◆ ENTRIES SHOWN
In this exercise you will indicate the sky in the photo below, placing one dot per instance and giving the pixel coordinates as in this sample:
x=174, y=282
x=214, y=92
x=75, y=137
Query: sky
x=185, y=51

◆ GOAL OF THE EXERCISE
Copy out every one of the lines above, character for character, keeping their order.

◆ FULL OUTPUT
In this exercise you will indicate the sky in the photo below, placing one dot per instance and giving the pixel coordinates as in this sample:
x=174, y=282
x=214, y=92
x=75, y=137
Query: sky
x=185, y=51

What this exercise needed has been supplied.